JOBS:
[a] Answer these questions from the Lil Wayne halftime article.
(i) Who was announced as the 2025 Super Bowl halftime show headliner?
(ii) In which venue is Super Bowl LIX set to be played?
(iii) On what date did Lil Wayne perform at the ESSENCE Festival of Culture?
[b] From the Lil Wayne halftime article, set down everything from "It appears the" down to "from hip-hop elites.".

Why Lil Wayne Was The Perfect Pick For The Super Bowl Halftime Show

Hip-hop fans are up in arms as many would rather Lil Wayne headline the 2025 Super Bowl halftime show in New Orleans. The Louisiana rapper performs onstage during Day 1 of the 2024 ESSENCE Festival of Culture presented by Coca-Cola at Caesars Superdome on July 5, 2024, in New Orleans, Louisiana.

It appears the townspeople are mad at the Gods.

Shortly after it was announced that supreme being Kendrick Lamar would be the 2025 Super Bowl halftime show headliner, all hell broke loose. Followers, fans and fanatics alike all took to social media to complain that this wasn’t just a travesty but a miscarriage of justice.

See, Super Bowl LIX is set to be played in Caesars Superdome in New Orleans, Louisiana, and some folks believe that rap deity and Louisiana native Lil Wayne would’ve been the better choice. Not only is he considered one of hip-hop’s GOATs (greatest of all time), but a Super Bowl halftime show led by Wayne could’ve been a phenomenal walk through his catalog and work with the Hot Boys, Cash Money and Young Money Records, which could’ve included cameos from hip-hop elites.

Conspiracy theories were wild. Even rapper Cam’rom jumped into the fire to claim another rap legend was hating.

“It’s in New Orleans, and you don’t get Lil Wayne? That’s what we doing? You don’t get Lil Wayne in New Orleans for the Super Bowl? It’s no reason why Lil Wayne should not be performing at the Super Bowl,” Cam noted during his wildly popular podcast “It Is What It Is.”

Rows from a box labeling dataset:
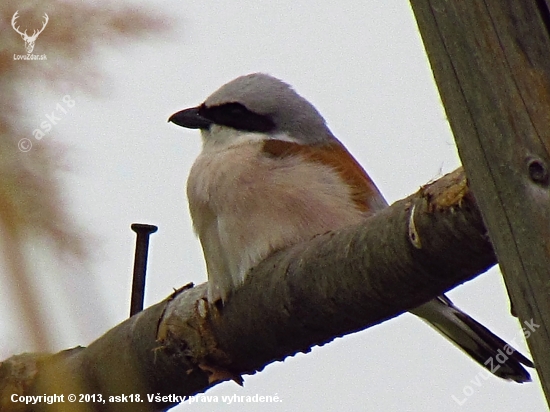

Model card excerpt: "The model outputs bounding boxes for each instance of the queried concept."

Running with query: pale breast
[187,142,364,300]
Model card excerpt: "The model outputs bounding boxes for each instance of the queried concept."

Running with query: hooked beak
[168,107,213,129]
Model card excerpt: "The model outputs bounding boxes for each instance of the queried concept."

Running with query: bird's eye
[199,102,275,133]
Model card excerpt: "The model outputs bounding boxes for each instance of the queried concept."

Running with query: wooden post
[410,0,550,403]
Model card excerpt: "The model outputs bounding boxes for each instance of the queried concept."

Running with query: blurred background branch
[0,0,171,350]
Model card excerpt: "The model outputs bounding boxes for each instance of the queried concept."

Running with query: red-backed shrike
[169,73,533,382]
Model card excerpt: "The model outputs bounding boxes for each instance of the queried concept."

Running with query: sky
[0,0,547,412]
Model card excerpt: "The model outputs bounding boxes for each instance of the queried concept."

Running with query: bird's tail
[411,295,534,383]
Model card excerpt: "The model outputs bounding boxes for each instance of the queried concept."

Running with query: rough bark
[0,169,496,411]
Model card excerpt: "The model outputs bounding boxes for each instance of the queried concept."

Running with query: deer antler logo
[11,10,49,53]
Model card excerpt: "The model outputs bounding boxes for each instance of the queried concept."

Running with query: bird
[168,73,534,383]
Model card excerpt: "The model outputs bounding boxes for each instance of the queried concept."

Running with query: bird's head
[168,73,333,145]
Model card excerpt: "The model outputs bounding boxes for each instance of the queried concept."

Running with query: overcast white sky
[0,0,547,412]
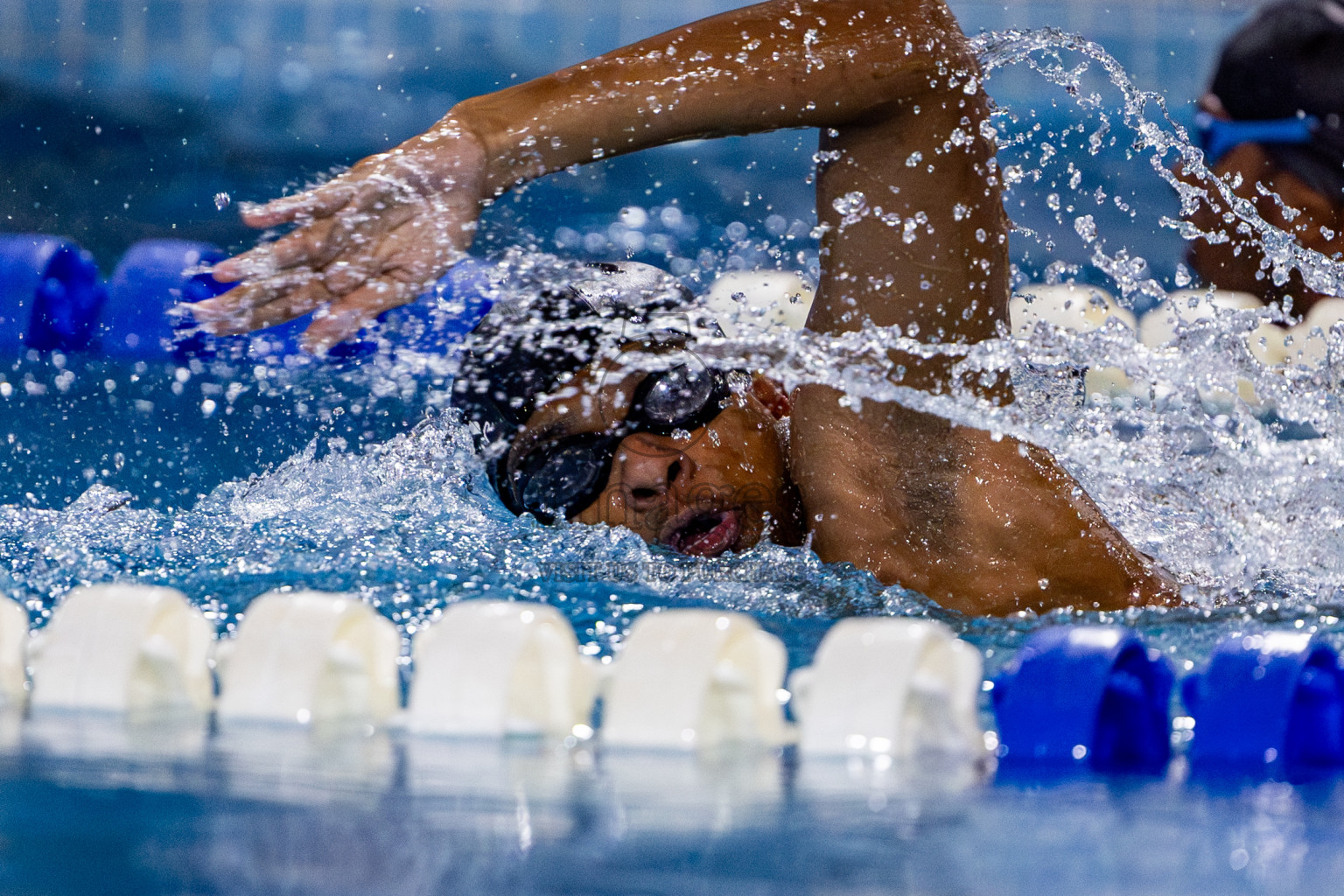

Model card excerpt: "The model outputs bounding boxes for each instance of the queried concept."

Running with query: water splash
[0,31,1344,668]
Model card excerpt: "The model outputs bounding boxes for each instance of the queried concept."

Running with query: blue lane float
[1181,632,1344,774]
[0,234,494,363]
[0,234,106,354]
[993,626,1173,773]
[98,239,247,360]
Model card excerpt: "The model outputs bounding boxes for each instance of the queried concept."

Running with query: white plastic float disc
[0,598,28,710]
[31,584,215,712]
[410,600,597,738]
[602,610,788,750]
[218,592,401,724]
[704,270,816,336]
[789,618,984,758]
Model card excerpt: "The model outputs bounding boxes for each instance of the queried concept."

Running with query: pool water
[8,4,1344,893]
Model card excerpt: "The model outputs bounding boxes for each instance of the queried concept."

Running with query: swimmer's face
[508,352,802,556]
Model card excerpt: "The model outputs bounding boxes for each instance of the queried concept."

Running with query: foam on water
[0,32,1344,670]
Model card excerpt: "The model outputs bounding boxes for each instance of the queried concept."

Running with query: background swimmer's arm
[201,0,993,349]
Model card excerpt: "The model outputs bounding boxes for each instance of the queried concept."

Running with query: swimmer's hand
[196,117,485,354]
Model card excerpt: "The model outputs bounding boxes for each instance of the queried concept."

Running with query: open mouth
[667,510,742,557]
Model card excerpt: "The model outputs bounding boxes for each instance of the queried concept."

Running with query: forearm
[451,0,975,195]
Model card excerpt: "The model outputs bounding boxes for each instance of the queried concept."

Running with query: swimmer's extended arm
[195,0,1174,612]
[204,0,1005,349]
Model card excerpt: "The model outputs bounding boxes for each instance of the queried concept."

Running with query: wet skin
[509,354,802,556]
[201,0,1178,612]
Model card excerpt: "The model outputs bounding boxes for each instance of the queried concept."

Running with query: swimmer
[192,0,1178,614]
[1181,0,1344,314]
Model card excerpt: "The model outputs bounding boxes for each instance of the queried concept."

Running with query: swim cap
[453,259,696,467]
[1209,0,1344,201]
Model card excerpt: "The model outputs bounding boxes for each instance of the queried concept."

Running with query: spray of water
[0,31,1344,666]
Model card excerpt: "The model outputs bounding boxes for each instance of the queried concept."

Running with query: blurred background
[0,0,1253,273]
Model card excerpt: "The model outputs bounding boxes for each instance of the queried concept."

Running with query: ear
[752,374,793,421]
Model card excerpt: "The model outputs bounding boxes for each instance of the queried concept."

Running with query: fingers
[238,178,352,230]
[211,218,349,284]
[303,276,421,354]
[183,271,336,336]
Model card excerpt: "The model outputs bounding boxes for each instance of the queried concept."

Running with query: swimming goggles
[1195,111,1321,165]
[496,364,732,522]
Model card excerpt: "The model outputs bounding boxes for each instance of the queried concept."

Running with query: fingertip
[210,258,243,284]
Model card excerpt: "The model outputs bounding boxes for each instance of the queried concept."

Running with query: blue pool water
[8,0,1344,893]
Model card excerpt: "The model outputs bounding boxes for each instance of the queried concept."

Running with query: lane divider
[992,626,1173,773]
[10,584,1344,776]
[215,592,402,725]
[407,600,599,738]
[28,584,215,713]
[602,610,789,750]
[0,598,28,710]
[1181,632,1344,774]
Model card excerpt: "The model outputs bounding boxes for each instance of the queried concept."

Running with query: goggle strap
[1195,111,1321,165]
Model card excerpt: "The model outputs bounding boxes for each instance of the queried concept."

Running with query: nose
[615,432,694,510]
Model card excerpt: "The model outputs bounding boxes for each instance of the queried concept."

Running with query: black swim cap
[453,259,695,479]
[1209,0,1344,201]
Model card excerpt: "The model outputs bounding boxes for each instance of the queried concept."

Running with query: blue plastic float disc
[379,256,494,352]
[0,234,105,356]
[1181,632,1344,770]
[993,626,1173,771]
[98,239,246,360]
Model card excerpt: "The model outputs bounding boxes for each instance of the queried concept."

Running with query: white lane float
[789,618,985,759]
[30,584,215,713]
[407,600,598,738]
[1138,289,1264,348]
[1008,284,1138,402]
[216,592,401,724]
[0,598,28,710]
[602,610,789,750]
[703,270,816,336]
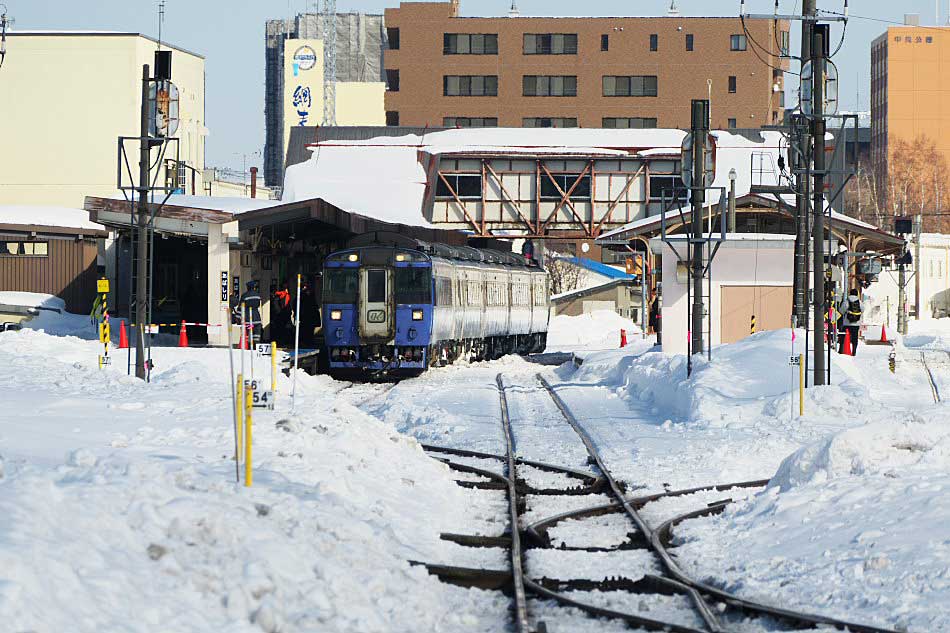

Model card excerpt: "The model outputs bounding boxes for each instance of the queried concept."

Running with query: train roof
[347,231,537,267]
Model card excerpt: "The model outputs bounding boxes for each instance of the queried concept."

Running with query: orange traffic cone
[841,330,854,356]
[119,321,129,349]
[178,321,188,347]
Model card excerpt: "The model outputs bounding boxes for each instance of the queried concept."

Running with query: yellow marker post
[234,374,244,463]
[244,387,254,488]
[798,354,805,416]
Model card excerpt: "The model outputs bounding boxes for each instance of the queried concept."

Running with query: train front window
[323,268,359,303]
[366,270,386,303]
[396,268,432,303]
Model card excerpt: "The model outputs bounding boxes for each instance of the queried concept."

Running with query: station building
[385,0,789,129]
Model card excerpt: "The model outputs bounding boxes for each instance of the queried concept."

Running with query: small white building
[650,233,795,354]
[865,233,950,325]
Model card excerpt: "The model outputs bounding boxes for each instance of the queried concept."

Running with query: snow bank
[0,331,506,633]
[547,310,642,352]
[0,290,66,311]
[769,414,950,491]
[0,205,106,231]
[675,405,950,631]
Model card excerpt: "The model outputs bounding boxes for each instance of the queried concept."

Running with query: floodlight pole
[811,24,830,386]
[790,0,815,328]
[690,99,709,354]
[135,64,151,380]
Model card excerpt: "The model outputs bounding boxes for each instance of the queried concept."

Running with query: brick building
[871,14,950,204]
[385,0,788,128]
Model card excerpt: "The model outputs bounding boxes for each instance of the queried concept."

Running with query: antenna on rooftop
[323,0,336,125]
[158,0,165,50]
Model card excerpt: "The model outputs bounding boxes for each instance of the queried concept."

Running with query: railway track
[920,350,950,403]
[424,374,894,633]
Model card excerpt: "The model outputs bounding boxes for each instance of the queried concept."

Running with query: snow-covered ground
[0,298,950,632]
[0,320,508,632]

OUTPUTS FOR THE TASKS:
[a]
(i) Kendrick Lamar
(ii) Caesars Superdome in New Orleans, Louisiana
(iii) July 5, 2024

[b]
It appears the townspeople are mad at the Gods.

Shortly after it was announced that supreme being Kendrick Lamar would be the 2025 Super Bowl halftime show headliner, all hell broke loose. Followers, fans and fanatics alike all took to social media to complain that this wasn’t just a travesty but a miscarriage of justice.

See, Super Bowl LIX is set to be played in Caesars Superdome in New Orleans, Louisiana, and some folks believe that rap deity and Louisiana native Lil Wayne would’ve been the better choice. Not only is he considered one of hip-hop’s GOATs (greatest of all time), but a Super Bowl halftime show led by Wayne could’ve been a phenomenal walk through his catalog and work with the Hot Boys, Cash Money and Young Money Records, which could’ve included cameos from hip-hop elites.